------ SUPPLIED INFORMATION ------

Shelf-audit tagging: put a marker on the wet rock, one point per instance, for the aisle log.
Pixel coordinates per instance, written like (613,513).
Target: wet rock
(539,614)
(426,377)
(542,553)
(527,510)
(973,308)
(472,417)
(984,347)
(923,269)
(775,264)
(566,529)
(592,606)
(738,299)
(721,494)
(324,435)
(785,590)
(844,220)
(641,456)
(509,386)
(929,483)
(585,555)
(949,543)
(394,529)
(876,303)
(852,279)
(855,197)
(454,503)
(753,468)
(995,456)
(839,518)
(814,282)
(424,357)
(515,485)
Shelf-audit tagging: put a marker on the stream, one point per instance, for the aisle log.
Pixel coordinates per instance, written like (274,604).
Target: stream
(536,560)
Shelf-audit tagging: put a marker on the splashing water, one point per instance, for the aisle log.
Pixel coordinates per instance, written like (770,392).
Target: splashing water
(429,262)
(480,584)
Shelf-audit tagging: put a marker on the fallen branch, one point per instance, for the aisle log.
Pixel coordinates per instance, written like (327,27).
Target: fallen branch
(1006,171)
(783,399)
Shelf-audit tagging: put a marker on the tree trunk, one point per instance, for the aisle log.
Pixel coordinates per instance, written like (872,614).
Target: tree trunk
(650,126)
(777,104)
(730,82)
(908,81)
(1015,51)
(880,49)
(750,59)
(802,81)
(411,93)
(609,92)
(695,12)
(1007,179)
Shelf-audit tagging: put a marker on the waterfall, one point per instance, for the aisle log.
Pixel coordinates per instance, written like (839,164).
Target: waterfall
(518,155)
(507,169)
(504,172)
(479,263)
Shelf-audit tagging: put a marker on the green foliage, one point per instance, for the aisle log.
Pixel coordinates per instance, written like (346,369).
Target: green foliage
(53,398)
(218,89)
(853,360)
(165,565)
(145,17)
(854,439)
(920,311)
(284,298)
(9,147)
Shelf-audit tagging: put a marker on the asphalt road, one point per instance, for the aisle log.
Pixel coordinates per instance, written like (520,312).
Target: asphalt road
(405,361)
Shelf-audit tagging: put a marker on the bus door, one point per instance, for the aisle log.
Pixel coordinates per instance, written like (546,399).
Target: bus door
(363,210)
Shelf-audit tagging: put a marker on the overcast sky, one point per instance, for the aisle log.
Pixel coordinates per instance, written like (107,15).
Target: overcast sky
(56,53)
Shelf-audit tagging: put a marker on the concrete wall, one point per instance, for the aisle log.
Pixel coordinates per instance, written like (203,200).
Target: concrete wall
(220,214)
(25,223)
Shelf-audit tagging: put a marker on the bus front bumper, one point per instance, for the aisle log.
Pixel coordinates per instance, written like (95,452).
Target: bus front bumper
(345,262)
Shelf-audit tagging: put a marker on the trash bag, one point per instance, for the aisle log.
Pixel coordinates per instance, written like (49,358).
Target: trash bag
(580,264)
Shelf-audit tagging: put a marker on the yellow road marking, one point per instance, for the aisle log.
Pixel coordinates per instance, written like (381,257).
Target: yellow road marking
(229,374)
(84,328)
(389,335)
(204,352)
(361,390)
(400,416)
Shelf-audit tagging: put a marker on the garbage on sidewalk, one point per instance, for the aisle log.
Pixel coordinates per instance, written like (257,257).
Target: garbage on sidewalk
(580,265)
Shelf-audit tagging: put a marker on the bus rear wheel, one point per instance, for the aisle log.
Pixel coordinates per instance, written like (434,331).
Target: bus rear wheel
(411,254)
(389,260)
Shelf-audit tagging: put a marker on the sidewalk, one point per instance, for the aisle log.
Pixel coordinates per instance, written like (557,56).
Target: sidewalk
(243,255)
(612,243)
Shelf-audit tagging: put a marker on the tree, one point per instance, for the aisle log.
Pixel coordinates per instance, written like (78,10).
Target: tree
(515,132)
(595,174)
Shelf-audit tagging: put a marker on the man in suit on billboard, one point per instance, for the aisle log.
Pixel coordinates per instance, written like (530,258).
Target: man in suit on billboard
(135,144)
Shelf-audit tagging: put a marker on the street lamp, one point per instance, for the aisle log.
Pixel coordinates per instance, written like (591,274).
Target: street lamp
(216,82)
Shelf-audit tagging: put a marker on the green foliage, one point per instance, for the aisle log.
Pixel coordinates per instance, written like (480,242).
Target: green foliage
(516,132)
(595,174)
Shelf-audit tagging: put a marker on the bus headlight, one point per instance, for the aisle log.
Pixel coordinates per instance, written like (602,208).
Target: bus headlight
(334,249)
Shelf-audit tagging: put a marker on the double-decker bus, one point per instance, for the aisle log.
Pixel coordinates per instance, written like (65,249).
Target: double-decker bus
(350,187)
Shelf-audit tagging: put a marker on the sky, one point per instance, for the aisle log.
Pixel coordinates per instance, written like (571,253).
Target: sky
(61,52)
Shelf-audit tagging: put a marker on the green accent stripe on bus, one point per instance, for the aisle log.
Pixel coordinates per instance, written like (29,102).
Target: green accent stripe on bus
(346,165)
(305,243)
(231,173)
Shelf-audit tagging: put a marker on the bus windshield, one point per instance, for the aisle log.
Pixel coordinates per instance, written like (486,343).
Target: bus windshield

------

# [WORK TO COMPLETE]
Begin with the line containing "Shelf-audit tagging: put a marker on the bus headlight, one" and repeat each line exactly until the records above end.

# [EXERCISE RESPONSE]
Shelf-audit tagging: put a marker on the bus headlight, one point per instance, for the aisle log.
Pixel coordinates per instance, written like (602,208).
Target: bus headlight
(334,249)
Shelf-audit tagging: put a marker on the double-decker bus, one point per instance, for the aisle log.
Pixel coordinates per instance, written like (65,249).
Target: double-decker bus
(350,187)
Shelf-audit tagging: put a marker on the sky, one point per instance, for the aisle log.
Pixel coordinates per instance, written like (571,253).
Target: sky
(61,52)
Shelf-audit tagging: put a marker on the green accent stripe on bus, one point per instance, for the aisle log.
Pixel coordinates per instance, written like (29,102).
Target: green accent stripe on bus
(346,165)
(305,243)
(231,173)
Shelf-audit tagging: put a marker on the bus windshield, one point per instance, for the aisle log.
Pixel coordinates per instance, written like (486,343).
Target: bus windshield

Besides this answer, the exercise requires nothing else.